§ **Task goal**: Give every line of the material below as a JSON list of strings, one string per line, skipping blank lines. Leave the pictures out.

--- start of Records for this exercise ---

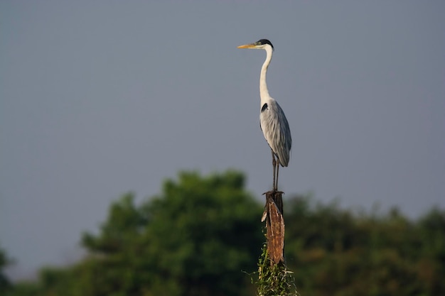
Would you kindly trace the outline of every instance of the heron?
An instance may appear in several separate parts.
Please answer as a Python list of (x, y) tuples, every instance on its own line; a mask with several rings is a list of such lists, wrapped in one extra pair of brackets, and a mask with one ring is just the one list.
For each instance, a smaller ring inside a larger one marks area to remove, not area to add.
[(266, 50), (266, 60), (259, 75), (259, 128), (272, 150), (274, 172), (273, 191), (278, 191), (278, 172), (279, 165), (287, 167), (290, 158), (292, 138), (289, 123), (282, 107), (269, 94), (266, 83), (267, 67), (272, 59), (274, 45), (267, 39), (261, 39), (254, 43), (240, 45), (237, 48), (262, 49)]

--- end of Records for this exercise ---

§ **Solution to this problem**:
[
  "Would you kindly trace the outline of every instance of the heron?",
  "An instance may appear in several separate parts.",
  "Please answer as a Python list of (x, y) tuples, every instance on its own line; a mask with several rings is a list of such lists, wrapped in one extra pair of brackets, and a mask with one ring is just the one list.",
  "For each instance, a smaller ring inside a larger one marks area to remove, not area to add.",
  "[(266, 50), (266, 60), (259, 75), (259, 128), (272, 150), (274, 172), (273, 191), (278, 191), (278, 172), (279, 165), (287, 167), (290, 158), (292, 138), (289, 123), (282, 107), (269, 94), (266, 83), (267, 67), (272, 59), (274, 45), (267, 39), (261, 39), (254, 43), (240, 45), (237, 48), (262, 49)]"
]